| Task description |
Rewrite every row below with each occurrence of "outline_request" replaced by "polygon_request", and keep all other text unchanged. Omit the pictures from the output.

=-=-=-=-=

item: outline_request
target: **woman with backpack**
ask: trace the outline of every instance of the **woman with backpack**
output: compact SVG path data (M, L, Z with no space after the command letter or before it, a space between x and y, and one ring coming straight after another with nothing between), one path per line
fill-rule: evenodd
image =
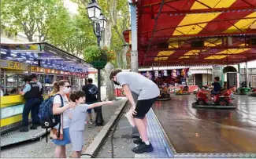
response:
M54 98L53 113L54 115L61 114L61 132L62 132L63 138L61 139L53 139L53 142L57 146L55 149L55 157L65 158L66 150L65 145L71 143L69 136L69 126L71 120L69 119L69 114L71 109L76 106L73 102L69 102L66 94L71 91L71 85L68 81L61 80L57 85L58 92ZM62 105L63 104L63 105ZM54 126L53 129L58 130L59 124Z

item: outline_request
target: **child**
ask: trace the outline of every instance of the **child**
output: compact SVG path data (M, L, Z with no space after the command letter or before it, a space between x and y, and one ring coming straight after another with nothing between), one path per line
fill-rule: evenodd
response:
M77 106L72 110L69 117L71 118L69 134L73 151L72 157L80 158L83 146L84 145L83 132L87 109L92 109L105 104L112 104L113 102L100 102L91 105L84 104L85 93L83 91L77 91L71 93L70 99L77 103Z

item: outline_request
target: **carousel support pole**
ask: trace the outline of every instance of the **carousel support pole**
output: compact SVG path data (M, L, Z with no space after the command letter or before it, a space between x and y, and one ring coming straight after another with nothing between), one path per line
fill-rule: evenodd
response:
M248 74L248 63L246 62L245 63L245 74L246 74L246 79L245 79L245 85L246 85L246 87L249 87L250 85L249 85L249 74Z
M131 30L132 30L131 70L132 72L138 72L138 39L137 39L136 4L130 3L130 6L131 6Z
M97 95L97 100L98 102L102 101L101 97L101 69L97 68L98 70L98 95ZM97 116L95 120L96 126L102 126L104 121L102 117L102 107L97 107Z
M137 13L136 4L131 3L131 30L132 30L132 52L131 52L131 71L138 72L138 39L137 39ZM135 98L135 96L132 96ZM132 128L132 136L138 136L136 127Z
M209 79L208 79L208 68L206 69L207 70L207 85L209 85Z

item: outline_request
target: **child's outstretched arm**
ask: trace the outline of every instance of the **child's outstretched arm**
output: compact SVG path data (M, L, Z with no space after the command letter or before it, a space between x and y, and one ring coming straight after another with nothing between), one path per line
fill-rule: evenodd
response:
M113 104L113 101L95 103L94 104L89 105L88 109L92 109L92 108L98 107L102 106L102 105L105 105L105 104L111 105L111 104Z

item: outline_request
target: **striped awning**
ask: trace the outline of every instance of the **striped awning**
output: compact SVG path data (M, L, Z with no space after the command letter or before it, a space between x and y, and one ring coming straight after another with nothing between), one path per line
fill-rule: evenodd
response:
M256 60L255 0L138 0L139 65ZM131 31L124 31L127 42Z

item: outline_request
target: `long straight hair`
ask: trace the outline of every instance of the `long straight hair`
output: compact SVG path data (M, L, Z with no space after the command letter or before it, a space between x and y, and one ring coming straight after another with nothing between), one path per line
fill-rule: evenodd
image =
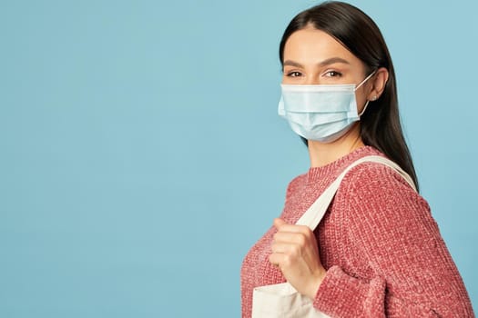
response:
M361 116L361 137L365 144L377 148L399 164L418 189L415 168L402 130L393 64L379 27L353 5L338 1L322 3L302 11L287 26L279 50L282 65L284 46L290 35L310 25L339 41L363 62L368 74L380 67L388 70L389 79L383 93L369 103L367 111Z

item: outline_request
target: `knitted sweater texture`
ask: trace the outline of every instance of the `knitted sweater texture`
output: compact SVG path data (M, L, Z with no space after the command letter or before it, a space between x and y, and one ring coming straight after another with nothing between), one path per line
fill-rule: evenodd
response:
M295 224L355 160L383 155L365 146L310 168L288 186L280 218ZM251 315L254 287L284 283L269 263L270 228L241 268L242 317ZM327 274L314 307L331 317L474 317L458 270L426 201L392 169L375 163L344 177L314 231Z

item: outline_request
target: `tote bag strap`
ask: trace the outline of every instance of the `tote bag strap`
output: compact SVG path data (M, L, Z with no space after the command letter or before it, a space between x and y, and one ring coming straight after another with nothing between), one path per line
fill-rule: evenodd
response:
M323 194L312 204L312 205L310 205L310 207L304 213L304 214L297 221L296 224L307 225L310 228L310 230L315 230L315 228L317 227L317 225L319 225L319 223L322 219L323 215L327 212L327 208L331 204L331 202L332 201L335 193L339 189L339 186L341 185L341 183L345 174L347 174L347 173L356 165L367 162L378 163L391 167L392 169L395 170L399 174L401 174L403 177L403 179L405 179L405 181L410 184L410 186L412 186L412 188L413 188L413 190L416 191L413 180L397 164L395 164L390 159L379 155L368 155L353 162L351 165L349 165L337 177L337 179L335 179L335 181L331 185L329 185L327 189L325 189Z

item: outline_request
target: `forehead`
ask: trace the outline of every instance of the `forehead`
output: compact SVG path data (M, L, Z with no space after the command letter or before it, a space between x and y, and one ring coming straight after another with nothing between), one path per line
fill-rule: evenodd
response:
M327 33L312 27L294 32L284 46L284 61L317 64L331 57L341 57L351 65L361 65L341 43Z

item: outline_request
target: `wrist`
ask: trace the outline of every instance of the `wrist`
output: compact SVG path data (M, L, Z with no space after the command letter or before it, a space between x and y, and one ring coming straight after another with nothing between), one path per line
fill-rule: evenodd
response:
M319 287L320 287L320 284L322 283L326 273L327 271L325 270L325 268L321 268L313 275L312 279L310 280L310 288L308 293L306 293L306 296L308 296L311 300L315 299L317 292L319 291Z

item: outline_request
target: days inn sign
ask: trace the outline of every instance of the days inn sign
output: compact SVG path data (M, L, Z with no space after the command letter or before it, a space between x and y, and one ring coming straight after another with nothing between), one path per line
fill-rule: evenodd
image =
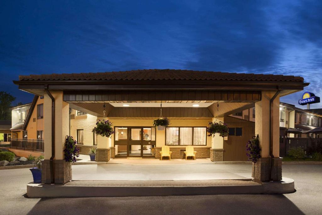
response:
M320 97L316 96L314 93L305 92L302 95L302 99L298 100L298 104L304 105L308 104L313 104L320 102Z

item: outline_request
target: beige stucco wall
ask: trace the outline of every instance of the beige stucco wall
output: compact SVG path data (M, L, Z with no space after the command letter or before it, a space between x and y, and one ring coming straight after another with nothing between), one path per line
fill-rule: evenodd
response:
M255 134L259 135L262 147L262 157L270 157L270 103L275 92L262 92L262 100L255 103ZM279 155L279 97L278 95L273 103L272 133L273 153Z
M95 126L97 117L90 114L77 116L76 110L72 109L71 114L74 114L75 118L71 120L71 134L74 140L77 138L77 129L84 130L84 145L93 145L93 132L92 130Z
M29 120L29 122L27 126L26 130L28 132L28 139L37 139L37 131L43 131L43 135L44 133L43 129L43 119L37 119L37 105L40 104L43 104L44 102L44 99L41 99L40 96L37 100L36 106L31 114L31 116ZM36 122L34 122L33 119L36 119Z

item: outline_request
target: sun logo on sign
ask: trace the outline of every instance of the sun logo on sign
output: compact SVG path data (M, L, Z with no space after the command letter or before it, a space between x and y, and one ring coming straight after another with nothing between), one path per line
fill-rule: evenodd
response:
M304 93L303 93L303 95L302 96L302 99L306 99L307 98L310 98L311 97L311 94L308 92L305 92Z

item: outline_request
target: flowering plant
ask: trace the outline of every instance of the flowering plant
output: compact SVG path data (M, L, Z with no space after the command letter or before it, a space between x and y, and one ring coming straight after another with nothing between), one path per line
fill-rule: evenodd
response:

=-=-=-=-=

| Task solution |
item: polygon_request
target: **woman with backpack**
ask: trace the outline of every instance of the **woman with backpack**
output: compact SVG path data (M, L, Z with no space after the command letter or before it, a space between x and y, and one ring coming straight after another with nothing between), one path per line
fill-rule: evenodd
image =
response:
M54 98L53 113L54 115L61 114L61 132L62 132L63 138L61 139L53 139L53 142L57 146L55 149L55 157L65 158L66 150L65 145L71 143L69 136L69 126L71 120L69 119L69 114L71 109L76 106L73 102L69 102L66 94L71 91L71 85L68 81L61 80L57 85L58 92ZM62 105L63 104L63 105ZM54 126L53 129L58 130L59 124Z

item: polygon_request
target: **child**
ask: trace the outline of every instance of the **child**
output: compact SVG path data (M, L, Z with no space after the command letter or before it, a space between x and y, and one ring coming straight after another with nothing between), one path per line
fill-rule: evenodd
response:
M77 106L72 110L69 117L71 118L69 134L73 151L72 157L80 158L83 146L84 145L83 132L87 109L92 109L105 104L112 104L113 102L100 102L91 105L84 104L85 93L83 91L77 91L71 93L70 99L77 103Z

item: polygon_request
target: **carousel support pole**
ask: trace the outline of every instance of the **carousel support pole**
output: compact SVG path data (M, L, Z with no space after the command letter or before it, a space between x and y, and one ring coming straight after another with nothing between), one path per line
fill-rule: evenodd
response:
M248 74L248 63L246 62L245 63L245 74L246 74L246 79L245 79L245 85L246 85L246 87L249 87L250 85L249 85L249 74Z
M131 30L132 30L131 70L132 72L138 72L138 39L137 39L136 4L130 3L130 6L131 6Z
M97 95L97 100L98 102L102 101L101 97L101 69L97 68L98 70L98 95ZM97 116L95 120L96 126L102 126L104 121L102 117L102 107L97 107Z
M137 13L136 4L131 3L131 30L132 30L132 52L131 52L131 71L138 72L138 39L137 39ZM135 98L135 96L132 96ZM132 128L132 136L138 136L136 127Z
M209 79L208 79L208 68L206 69L207 70L207 85L209 85Z

item: polygon_request
target: **child's outstretched arm**
ask: trace the outline of every instance of the **child's outstretched arm**
output: compact SVG path data (M, L, Z with no space after the command letter or before it, a space between x and y, and one ring coming straight after another with nothing between), one path per line
fill-rule: evenodd
response:
M113 104L113 101L95 103L94 104L89 105L88 109L92 109L92 108L98 107L102 106L102 105L105 105L105 104L111 105L111 104Z

item: polygon_request
target: **striped awning**
ask: trace the outline of every instance of the **striped awning**
output: compact SVG path data (M, L, Z with no space after the command letter or before it, a space between x and y, and one ring coming straight after another with nothing between), one path per line
fill-rule: evenodd
response:
M256 60L255 0L138 0L139 65ZM131 31L124 31L127 42Z

item: polygon_request
target: `long straight hair`
ask: trace the outline of every instance of the `long straight hair`
output: compact SVG path data (M, L, Z with no space after the command letter or before it, a space between x and y, and one ring coming straight after another with nothing between), one path per line
fill-rule: evenodd
image =
response:
M361 116L361 137L365 144L377 148L399 164L418 189L415 168L402 130L393 64L379 27L353 5L338 1L322 3L302 11L287 26L279 50L282 65L284 46L290 35L310 25L339 41L363 62L368 74L380 67L388 70L389 79L383 93L369 103L367 111Z

item: polygon_request
target: `knitted sweater texture`
ask: trace the outline of every instance of the `knitted sweater texture`
output: compact SVG path data (M, L, Z with no space after the command letter or before it, a space between x and y, and one ring coming straight after another with nothing between), one path per line
fill-rule: evenodd
response:
M295 224L355 160L383 155L365 146L310 168L288 186L280 218ZM251 315L254 287L284 283L269 263L270 228L241 268L242 317ZM327 274L314 307L331 317L474 317L458 270L426 201L392 169L375 163L344 177L314 231Z

item: polygon_request
target: `tote bag strap`
ask: trace the outline of every instance of the `tote bag strap`
output: compact SVG path data (M, L, Z with no space after the command letter or before it, a space between x and y, and one ring coming straight after another with nothing between), one path per line
fill-rule: evenodd
response:
M323 194L312 204L312 205L310 205L310 207L304 213L304 214L297 221L296 224L307 225L310 228L310 230L315 230L315 228L317 227L317 225L319 225L319 223L322 219L323 215L327 212L327 208L331 204L331 202L332 201L335 193L339 189L339 186L341 185L341 183L345 174L347 174L347 173L356 165L367 162L378 163L391 167L392 169L395 170L399 174L401 174L403 177L403 179L405 179L405 181L410 184L410 186L412 186L412 188L413 188L413 190L416 191L413 180L397 164L395 164L390 159L379 155L368 155L353 162L351 165L349 165L337 177L337 179L335 179L335 181L331 185L329 185L327 189L325 189Z

item: polygon_request
target: `forehead`
ask: trace the outline of every instance of the `forehead`
output: compact SVG path data (M, L, Z with no space after the command letter or before it, a space between x and y, and one ring coming straight after another with nothing between), one path per line
fill-rule: evenodd
response:
M327 33L312 27L294 32L284 46L284 61L317 64L331 57L341 57L351 65L361 65L341 43Z

item: polygon_request
target: `wrist`
ask: trace the outline of every instance of the `wrist`
output: compact SVG path data (M, L, Z with no space after the command letter or before it, a space between x and y, and one ring coming straight after another with nothing between), one path per line
fill-rule: evenodd
response:
M319 287L320 287L320 284L322 283L326 273L327 271L325 270L325 268L321 268L313 275L312 279L310 280L310 288L308 293L306 293L306 296L308 296L311 300L315 299L317 292L319 291Z

item: polygon_request
target: days inn sign
ask: trace the outline of every instance of the days inn sign
output: compact SVG path data (M, L, Z with no space after the command letter or before it, a space between x and y, and one ring coming straight after another with nothing between), one path per line
fill-rule: evenodd
image =
response:
M320 97L316 96L314 93L305 92L302 95L302 99L298 100L298 104L304 105L308 104L313 104L320 102Z

item: polygon_request
target: beige stucco wall
ask: trace the outline of every instance of the beige stucco wall
output: compact SVG path data (M, L, Z with no space after the command letter or before it, a space between x and y, and one ring coming straight after another with nothing between), one path per line
fill-rule: evenodd
response:
M255 134L259 135L262 147L262 157L270 157L270 103L275 92L262 92L262 100L255 103ZM279 155L279 97L278 95L273 103L272 133L273 153Z
M95 126L97 117L90 114L77 116L76 110L72 109L71 114L74 114L75 118L71 120L71 134L74 140L77 138L77 129L84 130L84 145L93 145L93 132L92 130Z
M29 120L29 122L27 126L26 130L28 132L28 139L37 139L37 131L43 131L43 135L44 133L43 129L43 119L37 119L37 105L40 104L43 104L44 102L44 99L41 99L40 96L37 100L36 106L31 114L31 116ZM36 122L34 122L33 119L36 119Z

item: polygon_request
target: sun logo on sign
ask: trace the outline of every instance of the sun logo on sign
output: compact SVG path data (M, L, Z with no space after the command letter or before it, a space between x and y, and one ring coming straight after another with nothing between), one path per line
fill-rule: evenodd
response:
M304 93L303 93L303 95L302 96L302 99L306 99L307 98L310 98L311 97L311 94L308 92L305 92Z

item: polygon_request
target: flowering plant
ask: trace the outline of every instance of the flowering plant
output: compact SVG path data (M, L, Z with no space after the command letter or before it, a space between x and y, and one ring coming straight after another with nothing between), one path per line
fill-rule: evenodd
response:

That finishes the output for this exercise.